[GIVEN RECORDS — start]

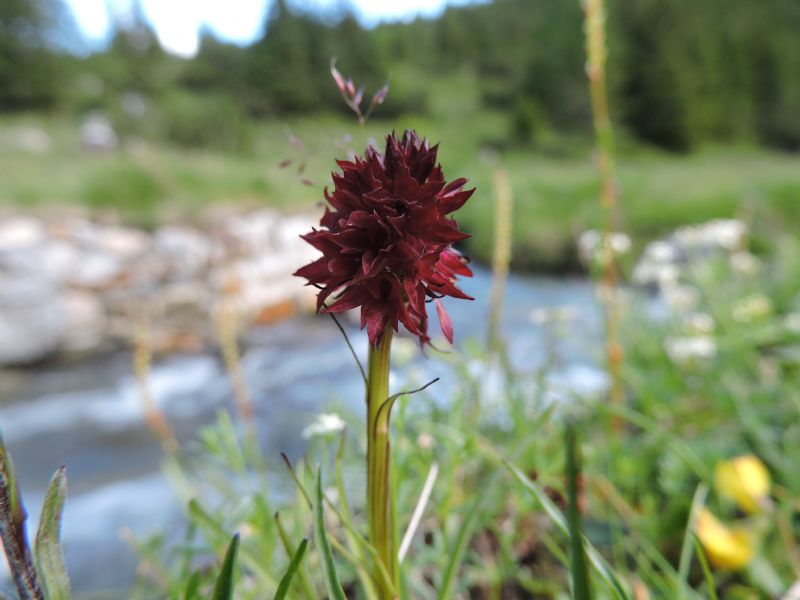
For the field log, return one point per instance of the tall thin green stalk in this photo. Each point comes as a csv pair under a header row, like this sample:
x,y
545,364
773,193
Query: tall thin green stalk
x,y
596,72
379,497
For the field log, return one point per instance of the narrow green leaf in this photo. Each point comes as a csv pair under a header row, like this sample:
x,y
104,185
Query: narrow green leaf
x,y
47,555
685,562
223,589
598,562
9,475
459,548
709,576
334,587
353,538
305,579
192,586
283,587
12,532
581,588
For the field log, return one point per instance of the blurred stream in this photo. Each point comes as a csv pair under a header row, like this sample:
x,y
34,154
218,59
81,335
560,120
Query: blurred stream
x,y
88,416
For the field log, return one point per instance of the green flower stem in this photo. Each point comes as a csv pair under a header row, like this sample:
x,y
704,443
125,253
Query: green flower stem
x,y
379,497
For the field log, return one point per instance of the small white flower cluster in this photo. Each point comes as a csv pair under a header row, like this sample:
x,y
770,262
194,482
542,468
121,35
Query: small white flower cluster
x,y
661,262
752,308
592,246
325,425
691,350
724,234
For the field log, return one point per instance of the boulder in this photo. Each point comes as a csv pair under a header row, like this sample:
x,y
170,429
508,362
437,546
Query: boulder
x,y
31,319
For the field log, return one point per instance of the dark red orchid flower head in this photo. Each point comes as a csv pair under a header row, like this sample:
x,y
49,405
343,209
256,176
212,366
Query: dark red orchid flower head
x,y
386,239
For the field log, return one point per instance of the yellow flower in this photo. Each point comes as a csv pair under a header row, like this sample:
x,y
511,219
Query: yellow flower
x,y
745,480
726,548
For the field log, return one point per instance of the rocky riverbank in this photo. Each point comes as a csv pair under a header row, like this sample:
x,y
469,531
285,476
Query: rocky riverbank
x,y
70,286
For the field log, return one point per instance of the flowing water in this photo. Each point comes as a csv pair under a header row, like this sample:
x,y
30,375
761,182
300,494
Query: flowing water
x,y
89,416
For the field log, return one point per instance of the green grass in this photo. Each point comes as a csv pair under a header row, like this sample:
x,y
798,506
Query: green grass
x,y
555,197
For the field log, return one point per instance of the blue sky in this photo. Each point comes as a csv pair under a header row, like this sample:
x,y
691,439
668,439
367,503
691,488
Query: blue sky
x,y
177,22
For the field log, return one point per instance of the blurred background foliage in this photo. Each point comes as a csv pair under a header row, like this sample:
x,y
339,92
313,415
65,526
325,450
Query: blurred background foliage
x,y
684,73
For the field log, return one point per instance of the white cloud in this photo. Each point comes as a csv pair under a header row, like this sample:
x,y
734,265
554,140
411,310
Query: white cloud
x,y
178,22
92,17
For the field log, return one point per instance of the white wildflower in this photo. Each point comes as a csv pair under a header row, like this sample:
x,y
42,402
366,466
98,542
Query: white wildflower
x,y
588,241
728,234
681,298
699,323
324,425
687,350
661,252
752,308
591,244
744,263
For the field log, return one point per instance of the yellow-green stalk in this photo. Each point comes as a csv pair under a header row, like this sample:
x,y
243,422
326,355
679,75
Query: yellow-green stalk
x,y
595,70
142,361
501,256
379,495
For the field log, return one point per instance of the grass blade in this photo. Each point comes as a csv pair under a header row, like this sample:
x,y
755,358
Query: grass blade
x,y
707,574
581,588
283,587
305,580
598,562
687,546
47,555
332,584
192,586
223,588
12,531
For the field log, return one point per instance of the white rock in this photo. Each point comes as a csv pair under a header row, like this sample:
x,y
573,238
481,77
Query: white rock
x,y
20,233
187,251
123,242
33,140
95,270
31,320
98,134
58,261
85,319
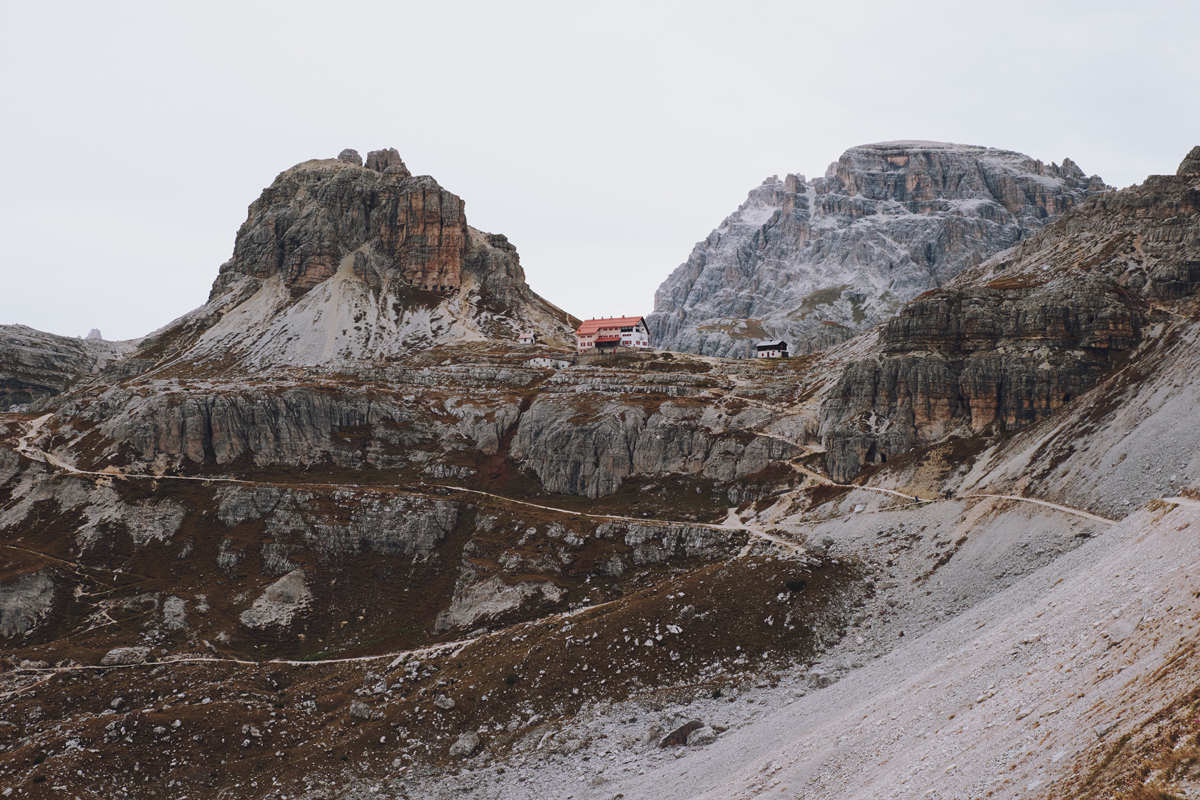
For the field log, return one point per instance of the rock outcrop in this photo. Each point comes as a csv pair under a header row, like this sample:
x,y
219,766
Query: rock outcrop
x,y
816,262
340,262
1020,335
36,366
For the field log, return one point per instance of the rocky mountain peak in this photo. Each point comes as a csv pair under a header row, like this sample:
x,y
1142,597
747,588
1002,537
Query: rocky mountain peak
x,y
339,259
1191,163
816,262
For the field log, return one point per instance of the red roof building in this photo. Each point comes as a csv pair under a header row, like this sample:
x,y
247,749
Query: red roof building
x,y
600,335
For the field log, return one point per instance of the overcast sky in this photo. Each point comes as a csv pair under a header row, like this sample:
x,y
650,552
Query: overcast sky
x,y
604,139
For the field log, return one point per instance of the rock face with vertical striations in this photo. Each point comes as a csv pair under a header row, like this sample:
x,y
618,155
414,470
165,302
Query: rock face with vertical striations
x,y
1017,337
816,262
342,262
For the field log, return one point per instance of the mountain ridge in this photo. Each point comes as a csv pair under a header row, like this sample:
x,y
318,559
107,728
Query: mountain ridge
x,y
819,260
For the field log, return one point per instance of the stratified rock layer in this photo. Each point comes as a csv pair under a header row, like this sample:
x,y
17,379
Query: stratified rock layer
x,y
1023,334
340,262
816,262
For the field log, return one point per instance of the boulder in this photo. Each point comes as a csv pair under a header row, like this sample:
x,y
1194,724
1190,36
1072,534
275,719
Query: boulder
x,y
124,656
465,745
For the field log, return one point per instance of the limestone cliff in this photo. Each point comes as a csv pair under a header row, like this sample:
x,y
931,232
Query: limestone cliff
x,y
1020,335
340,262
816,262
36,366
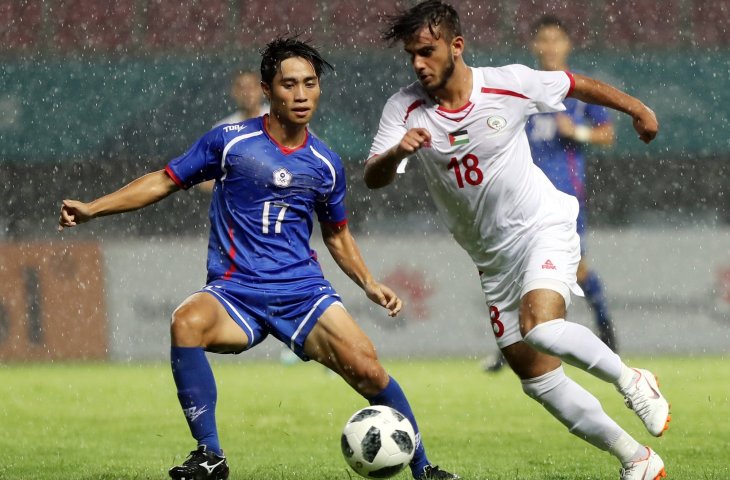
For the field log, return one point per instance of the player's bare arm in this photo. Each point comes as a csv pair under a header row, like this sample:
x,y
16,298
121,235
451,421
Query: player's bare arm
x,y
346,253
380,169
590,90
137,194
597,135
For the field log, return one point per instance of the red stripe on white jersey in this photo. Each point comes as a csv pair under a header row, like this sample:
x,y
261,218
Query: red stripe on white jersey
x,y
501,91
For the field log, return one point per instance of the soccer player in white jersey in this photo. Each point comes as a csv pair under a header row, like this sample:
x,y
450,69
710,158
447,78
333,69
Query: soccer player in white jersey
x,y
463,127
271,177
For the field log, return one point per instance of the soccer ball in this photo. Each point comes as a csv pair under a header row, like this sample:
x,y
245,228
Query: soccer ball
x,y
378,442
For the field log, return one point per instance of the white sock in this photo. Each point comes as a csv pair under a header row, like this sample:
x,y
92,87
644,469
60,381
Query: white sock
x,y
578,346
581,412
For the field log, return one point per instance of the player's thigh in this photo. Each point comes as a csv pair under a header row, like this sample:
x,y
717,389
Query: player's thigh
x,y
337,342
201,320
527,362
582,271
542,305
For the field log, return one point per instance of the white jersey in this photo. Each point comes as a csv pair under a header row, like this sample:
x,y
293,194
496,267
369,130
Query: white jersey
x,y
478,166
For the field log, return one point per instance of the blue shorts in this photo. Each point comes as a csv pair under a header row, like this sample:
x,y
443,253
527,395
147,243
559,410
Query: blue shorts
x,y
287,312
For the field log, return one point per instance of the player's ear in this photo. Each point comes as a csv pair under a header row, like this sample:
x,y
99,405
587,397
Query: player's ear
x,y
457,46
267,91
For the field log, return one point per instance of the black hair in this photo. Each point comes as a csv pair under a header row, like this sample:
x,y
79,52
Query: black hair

[GIVEN RECORDS — finish]

## EXERCISE OBJECTIVE
I'd like every record printed exactly, with the pictures left out.

## REPLY
For the field log, return one point per instance of the tall thin green stalk in this photo. Each point comes as a csv pair under a header row, like this sample:
x,y
545,364
773,193
Query: tall thin green stalk
x,y
596,72
379,497
For the field log, return one point per instance of the narrow green leaf in this photo. Each point comes as a csv pair under a header row, like this sample:
x,y
104,185
Query: narrow green leaf
x,y
47,555
685,562
223,589
598,562
9,475
459,548
709,576
334,587
353,538
305,579
192,586
283,587
12,532
581,588
For the field log, return one point per instance of the blurred stream in this photo. Each point comes as a csv pair under a header row, like this sample:
x,y
34,154
218,59
81,335
560,120
Query: blurred stream
x,y
88,416
For the field log, return one point per instance of the green flower stem in this photo. Each point comes as a csv pair under a header row, like this sample:
x,y
704,443
125,253
Query: green flower stem
x,y
379,497
For the field log, return one point per instance of the small white flower cluster in this photo. Each point comes as a csv pair under a header row, like this sample:
x,y
770,262
194,482
542,468
121,35
Query: small white flower cluster
x,y
661,262
752,308
592,246
325,425
691,350
724,234
For the field log, return one point per instance of the boulder in this photo. Each point comes as a csv pair under a header row, like this sample:
x,y
170,429
508,362
437,546
Query: boulder
x,y
31,319
For the field log, return one point per instance of the dark red orchid flower head in this photo. Each point comes as a csv pair under a header row, like this sample:
x,y
49,405
343,209
256,176
212,366
Query: dark red orchid flower head
x,y
386,239
For the field log, return one point per instance of the yellow flower in this photo. Each point comes as a csv pair under a header row, like this sample:
x,y
511,219
Query: yellow flower
x,y
745,480
726,548
For the field log, return one point per instance of the rocky riverbank in this photo. Each point comes as a csv pair under a header row, like this sample:
x,y
469,531
285,476
Query: rocky riverbank
x,y
70,286
For the field log, return one point per instance of the flowing water in this photo. Each point comes as a csv pair under a header row, like this sample:
x,y
30,375
761,182
300,494
Query: flowing water
x,y
89,416
For the field log, return one point per instance of the green grass in this photo. Each point comes as a csv pair under a header row, like this sample:
x,y
798,506
Query: green grass
x,y
555,197
For the field log, return one point per instance of the blue sky in this photo. Each point comes as a csv pair under a header row, like this sample:
x,y
691,439
668,439
367,503
691,488
Query: blue sky
x,y
177,22
For the field log, return one point per instance of the blurred background foliage in this photo. Each point comes as a csv pair under a header row, like this sample:
x,y
339,92
313,415
65,526
325,450
Query: blurred background foliage
x,y
684,73
For the field log, return one point per instance of the white cloud in this photo. Each point comes as a csv pair under a header row, like this sample:
x,y
734,265
554,140
411,310
Query: white cloud
x,y
178,22
92,17
For the field log, return one point per instance of the white wildflower in this photo. Each point comes as a csv pair under a header row, like this sample:
x,y
42,402
366,466
98,542
Query: white wildflower
x,y
588,241
728,234
681,298
699,323
324,425
687,350
661,252
752,308
591,244
744,263
For the field log, return one point per instance of the yellow-green stalk in this photo. Each point comes as a csv pair under a header row, like this sample:
x,y
243,422
326,355
679,75
Query: yellow-green stalk
x,y
595,70
142,361
501,256
379,495
For the field log, return one point per instance of the grass blade in this photo. Each point comes as a csv pair under a header row, like this sample:
x,y
755,358
Query: grass blade
x,y
707,574
581,588
283,587
305,580
598,562
687,546
47,555
332,584
192,586
223,588
12,531
For the field log, return one point per instance of the white rock in this photo. Each point comes as a csv pair under a header row, like this sample:
x,y
573,238
481,77
Query: white rock
x,y
20,233
187,251
123,242
33,140
95,270
31,320
98,134
58,261
85,319
For the field log, return one point per instance of the rock outcrop in this photo. Each point comes as a csv pair under a header row, like this sample:
x,y
219,766
Query: rock outcrop
x,y
816,262
340,262
1020,335
36,366
For the field log, return one point per instance of the rocky mountain peak in this photo. Each point comes as a csv pair under a header row, like this sample:
x,y
1142,597
747,588
1002,537
Query: rocky mountain peak
x,y
339,259
1191,163
816,262
For the field log, return one point per instance of the red roof building in this photo. Each point comes as a csv pair under a header row, like this sample:
x,y
247,749
Query: red roof building
x,y
600,335
For the field log, return one point per instance of the overcast sky in this photo. Each point comes as a csv pair under a header row, like this sample:
x,y
650,552
Query: overcast sky
x,y
604,139
For the field log, return one point per instance of the rock face with vertical striations in this photo. Each point comes as a csv pair under a header row, like this sample:
x,y
618,155
414,470
165,302
Query: rock face with vertical striations
x,y
1017,337
816,262
342,262
For the field log, return one point per instance of the mountain ridge in this photo. Each point comes as a csv pair under a header row, like this sample:
x,y
318,559
107,728
Query: mountain ridge
x,y
819,260
For the field log, return one point per instance of the stratified rock layer in this photo. Each point comes as a csv pair under a header row, like this sample:
x,y
17,379
Query: stratified rock layer
x,y
1023,334
340,262
816,262
For the field log, return one point per instance of the boulder in this photo. Each point comes as a csv pair under a header row, like this sample:
x,y
1194,724
1190,36
1072,534
275,719
Query: boulder
x,y
124,656
465,745
For the field log, return one point per instance of the limestone cliff in this photo. Each point comes as a csv pair under a header row, like this sample:
x,y
931,232
Query: limestone cliff
x,y
1020,335
340,262
816,262
36,366
For the field log, return one point per instance of the player's bare arm in this photo. Each point comes as a csv pair under a header row, like this sample:
x,y
16,298
121,235
451,421
Query: player's bare arm
x,y
346,253
380,169
590,90
137,194
597,135
For the field log, return one point per instance of the red stripe on white jersey in this photo. Each point comes as a csv pair under a header row, like this sample:
x,y
261,218
Query: red stripe on white jersey
x,y
501,91
For the field log, return one point per instance of the soccer player in white jersey in this photo. Each point comes as a csv pair under a header row, like this sample:
x,y
450,69
710,158
447,78
333,69
Query: soccer player in white jersey
x,y
463,127
271,177
For the field log, return one point per instance of the soccer ball in this photo. Each point comes as a csv pair under a header row, like this sample:
x,y
245,228
Query: soccer ball
x,y
378,442
For the field log, return one point per instance of the white sock in this photo. Each point comes as a csv pair under a header row, like this sample:
x,y
92,87
644,469
60,381
Query: white sock
x,y
578,346
581,412
For the field log, return one point per instance of the player's thigh in this photo. Each point comes as a csv pair under a header row, like this sample:
x,y
717,389
Query: player's thigh
x,y
337,342
201,320
527,362
582,271
542,305
For the field log, return one point per instance of the white jersey in this photo. Each point comes as a csv pair under a header row, like this sample:
x,y
293,194
496,267
369,130
Query: white jersey
x,y
478,166
For the field log, return one point per instance of the blue shorts in this photo. Each point comes as a csv pair under a header row, like this sample:
x,y
443,253
527,395
147,243
559,410
Query: blue shorts
x,y
287,312
For the field log, return one point per instance of the player's ear in this photo. Each point comes as a csv pair under a header row, like this sample:
x,y
99,405
587,397
Query: player's ear
x,y
457,46
267,91
For the field log, return one point per instance of the black hair in this photo. Each point comes as a csv pair under a header row, like this sample:
x,y
79,52
Query: black hair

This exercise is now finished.